* [WHAT THE EXERCISE ASKS]: Reproduce the records below in their entirety, exactly as shown.
RECORDS TO PROCESS Start Marker
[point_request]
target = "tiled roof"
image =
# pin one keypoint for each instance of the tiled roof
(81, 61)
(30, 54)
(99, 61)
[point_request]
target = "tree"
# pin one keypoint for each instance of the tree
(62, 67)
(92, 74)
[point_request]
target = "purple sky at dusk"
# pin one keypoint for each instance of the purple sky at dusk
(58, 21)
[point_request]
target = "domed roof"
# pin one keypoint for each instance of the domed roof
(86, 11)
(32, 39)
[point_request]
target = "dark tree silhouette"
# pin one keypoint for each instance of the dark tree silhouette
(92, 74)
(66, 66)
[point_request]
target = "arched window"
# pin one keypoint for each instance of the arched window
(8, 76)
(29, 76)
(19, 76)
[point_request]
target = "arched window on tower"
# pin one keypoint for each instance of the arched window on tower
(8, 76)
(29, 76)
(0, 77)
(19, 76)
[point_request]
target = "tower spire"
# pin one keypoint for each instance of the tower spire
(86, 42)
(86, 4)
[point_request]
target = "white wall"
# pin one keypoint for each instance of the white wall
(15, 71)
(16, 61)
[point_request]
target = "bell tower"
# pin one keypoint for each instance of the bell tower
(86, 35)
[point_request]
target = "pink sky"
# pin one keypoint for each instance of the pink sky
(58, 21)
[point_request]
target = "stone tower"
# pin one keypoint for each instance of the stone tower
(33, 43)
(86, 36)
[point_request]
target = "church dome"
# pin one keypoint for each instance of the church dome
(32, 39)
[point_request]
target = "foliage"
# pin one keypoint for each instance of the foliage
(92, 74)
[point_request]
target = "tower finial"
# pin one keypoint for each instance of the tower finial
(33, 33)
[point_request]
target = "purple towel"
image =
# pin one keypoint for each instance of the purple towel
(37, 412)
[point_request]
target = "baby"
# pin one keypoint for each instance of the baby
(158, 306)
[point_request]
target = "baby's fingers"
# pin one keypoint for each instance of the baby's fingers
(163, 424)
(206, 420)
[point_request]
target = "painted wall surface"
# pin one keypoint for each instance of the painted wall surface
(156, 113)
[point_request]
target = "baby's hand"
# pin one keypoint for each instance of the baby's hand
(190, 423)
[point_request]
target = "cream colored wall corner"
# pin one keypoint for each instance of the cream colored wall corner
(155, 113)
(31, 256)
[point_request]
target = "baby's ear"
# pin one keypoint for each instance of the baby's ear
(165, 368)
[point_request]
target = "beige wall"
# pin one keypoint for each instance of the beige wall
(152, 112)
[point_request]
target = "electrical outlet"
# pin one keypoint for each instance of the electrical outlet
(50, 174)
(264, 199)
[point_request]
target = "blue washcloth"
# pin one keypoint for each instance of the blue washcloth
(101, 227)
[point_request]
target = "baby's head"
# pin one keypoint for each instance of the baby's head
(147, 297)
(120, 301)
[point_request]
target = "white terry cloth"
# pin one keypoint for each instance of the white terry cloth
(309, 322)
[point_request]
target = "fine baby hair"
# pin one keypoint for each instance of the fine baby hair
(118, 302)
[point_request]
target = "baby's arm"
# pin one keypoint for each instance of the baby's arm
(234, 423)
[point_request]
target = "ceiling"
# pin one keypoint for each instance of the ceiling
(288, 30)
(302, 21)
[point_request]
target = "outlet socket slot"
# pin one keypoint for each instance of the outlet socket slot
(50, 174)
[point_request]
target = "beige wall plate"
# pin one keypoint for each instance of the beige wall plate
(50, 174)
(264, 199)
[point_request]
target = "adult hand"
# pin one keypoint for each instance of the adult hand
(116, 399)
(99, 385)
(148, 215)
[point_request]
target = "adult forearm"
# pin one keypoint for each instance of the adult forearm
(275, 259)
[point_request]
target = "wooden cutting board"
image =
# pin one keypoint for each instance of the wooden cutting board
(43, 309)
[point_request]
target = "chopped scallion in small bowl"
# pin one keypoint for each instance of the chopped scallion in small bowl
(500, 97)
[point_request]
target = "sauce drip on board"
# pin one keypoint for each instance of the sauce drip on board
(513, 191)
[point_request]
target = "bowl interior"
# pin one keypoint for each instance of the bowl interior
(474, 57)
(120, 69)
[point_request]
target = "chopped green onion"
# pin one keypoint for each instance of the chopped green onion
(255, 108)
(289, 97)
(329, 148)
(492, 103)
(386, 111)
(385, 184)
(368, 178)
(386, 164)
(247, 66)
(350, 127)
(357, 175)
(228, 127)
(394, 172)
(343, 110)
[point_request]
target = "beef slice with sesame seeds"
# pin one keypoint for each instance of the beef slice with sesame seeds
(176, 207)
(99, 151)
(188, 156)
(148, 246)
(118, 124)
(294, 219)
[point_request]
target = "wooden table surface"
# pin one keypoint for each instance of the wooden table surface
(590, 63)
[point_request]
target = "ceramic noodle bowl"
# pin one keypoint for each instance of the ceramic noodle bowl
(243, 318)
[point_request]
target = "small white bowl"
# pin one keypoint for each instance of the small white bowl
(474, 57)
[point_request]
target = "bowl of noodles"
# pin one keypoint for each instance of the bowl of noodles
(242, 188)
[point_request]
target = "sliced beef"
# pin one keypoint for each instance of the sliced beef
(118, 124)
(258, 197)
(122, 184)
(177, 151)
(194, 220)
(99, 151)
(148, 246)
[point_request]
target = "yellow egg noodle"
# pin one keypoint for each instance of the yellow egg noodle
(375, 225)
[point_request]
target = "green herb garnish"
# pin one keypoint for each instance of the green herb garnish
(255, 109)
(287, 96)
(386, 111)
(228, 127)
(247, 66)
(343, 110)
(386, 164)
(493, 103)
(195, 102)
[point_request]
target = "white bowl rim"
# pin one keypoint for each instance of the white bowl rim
RECORDS TO PROCESS End Marker
* [RESULT OF THE TASK]:
[point_request]
target = "tiled roof"
image =
# pin one keypoint for each instance of the tiled roof
(81, 61)
(30, 54)
(99, 61)
[point_request]
target = "tree"
# pin one keypoint for each instance of the tree
(62, 67)
(92, 74)
[point_request]
target = "purple sky at dusk"
# pin one keypoint for each instance of the purple sky at dusk
(58, 21)
[point_request]
target = "domed roof"
# pin one keypoint for each instance of the domed roof
(86, 11)
(32, 39)
[point_request]
target = "dark tree silhouette"
# pin one keypoint for each instance of the dark tree silhouette
(92, 74)
(66, 66)
[point_request]
target = "arched window"
# pin one keypoint for each instance of the arched window
(8, 76)
(29, 76)
(19, 76)
[point_request]
target = "arched window on tower"
# pin one keypoint for each instance of the arched window on tower
(8, 76)
(29, 76)
(0, 77)
(19, 76)
[point_request]
target = "tower spire"
# pin one keypoint for each instance of the tower spire
(86, 42)
(86, 4)
[point_request]
target = "white wall"
# pin one keypoint for each instance of the white wall
(15, 71)
(16, 61)
[point_request]
target = "bell tower"
# pin one keypoint for each instance of the bell tower
(86, 35)
[point_request]
target = "pink sky"
# pin one keypoint for each instance of the pink sky
(58, 21)
[point_request]
target = "stone tower"
# pin one keypoint for each instance of the stone tower
(33, 43)
(86, 36)
[point_request]
target = "church dome"
# pin one keypoint for each instance of the church dome
(32, 39)
[point_request]
target = "foliage"
# pin one keypoint for each instance of the foliage
(92, 74)
[point_request]
target = "tower finial"
# pin one keypoint for each instance of the tower finial
(33, 33)
[point_request]
target = "purple towel"
image =
# pin one keypoint for each instance of the purple towel
(37, 412)
[point_request]
target = "baby"
# pin one keypoint for each instance of the baby
(158, 306)
[point_request]
target = "baby's fingers"
# pin one keypoint for each instance of the baby's fingers
(163, 424)
(206, 420)
[point_request]
target = "painted wall surface"
# pin one keypoint for each instance of the painted wall surface
(156, 113)
[point_request]
target = "baby's hand"
# pin one keypoint for each instance of the baby's hand
(190, 423)
[point_request]
target = "cream colored wall corner"
# pin one keypoint for each instance of the cream colored wall corner
(155, 113)
(31, 256)
[point_request]
target = "baby's ear"
# pin one keypoint for each instance of the baby's ear
(165, 368)
[point_request]
target = "beige wall"
# pin one keypoint for each instance of the beige wall
(152, 112)
[point_request]
target = "electrical outlet"
# pin one keypoint for each instance of the electrical outlet
(50, 174)
(264, 199)
[point_request]
target = "blue washcloth"
# pin one keypoint for each instance of the blue washcloth
(101, 227)
[point_request]
target = "baby's head"
# pin one keypoint for each instance of the baby's head
(147, 297)
(120, 301)
[point_request]
target = "white terry cloth"
# pin one keypoint for each instance of the white terry cloth
(309, 322)
[point_request]
target = "fine baby hair"
# pin one keypoint for each instance of the fine baby hair
(118, 302)
[point_request]
target = "baby's arm"
# pin one keypoint for each instance of the baby's arm
(234, 423)
[point_request]
target = "ceiling"
# pin one keypoint for each instance of the ceiling
(288, 30)
(302, 21)
[point_request]
target = "outlet socket slot"
# pin one keypoint for each instance of the outlet socket slot
(50, 174)
[point_request]
target = "beige wall plate"
# pin one keypoint for each instance of the beige wall plate
(50, 174)
(264, 199)
[point_request]
target = "adult hand"
# pin one keypoint for each instance of the adult hand
(116, 399)
(99, 385)
(148, 215)
[point_request]
target = "adult forearm"
# pin one keypoint for each instance of the adult forearm
(275, 259)
[point_request]
target = "wooden cutting board"
image =
# pin one keypoint for each instance of the wooden cutting board
(43, 309)
[point_request]
target = "chopped scallion in small bowl"
# pin one keypoint for each instance of the chopped scallion in small bowl
(500, 97)
[point_request]
target = "sauce drip on board"
# pin one keypoint for each instance of the sauce drip on board
(513, 191)
[point_request]
target = "bowl interior"
# pin one keypoint for each instance of the bowl interior
(474, 57)
(120, 69)
[point_request]
target = "chopped green onion"
# pin one keypoint for each instance of the chopped green onion
(255, 108)
(289, 97)
(329, 148)
(492, 103)
(386, 111)
(385, 184)
(368, 178)
(386, 164)
(247, 66)
(350, 127)
(357, 175)
(228, 127)
(394, 172)
(343, 110)
[point_request]
target = "beef slice with sesame seeds"
# pin one keypoint for each instance of the beef slice with sesame seeds
(176, 207)
(99, 151)
(188, 156)
(148, 246)
(118, 124)
(294, 219)
[point_request]
target = "wooden table surface"
# pin one keypoint for each instance of the wooden table surface
(590, 63)
[point_request]
target = "ceramic noodle bowl"
# pin one keypoint for each instance of the ceramic noodle bowl
(243, 318)
[point_request]
target = "small white bowl"
# pin one keypoint for each instance of the small white bowl
(474, 57)
[point_request]
target = "bowl of noodles"
# pin one keypoint for each instance of the bowl of noodles
(242, 188)
[point_request]
target = "sliced beef"
# pin one keypoint for each instance of the sliced beef
(118, 124)
(258, 197)
(122, 184)
(177, 151)
(194, 220)
(99, 151)
(148, 246)
[point_request]
target = "yellow egg noodle"
# pin one keypoint for each instance of the yellow egg noodle
(375, 225)
[point_request]
target = "green herb garnish"
# pin one keypoint for each instance of the green herb garnish
(255, 109)
(287, 96)
(386, 111)
(228, 127)
(247, 66)
(343, 110)
(386, 164)
(493, 103)
(195, 102)
[point_request]
target = "white bowl rim"
# pin one keypoint for each instance of the white bowl rim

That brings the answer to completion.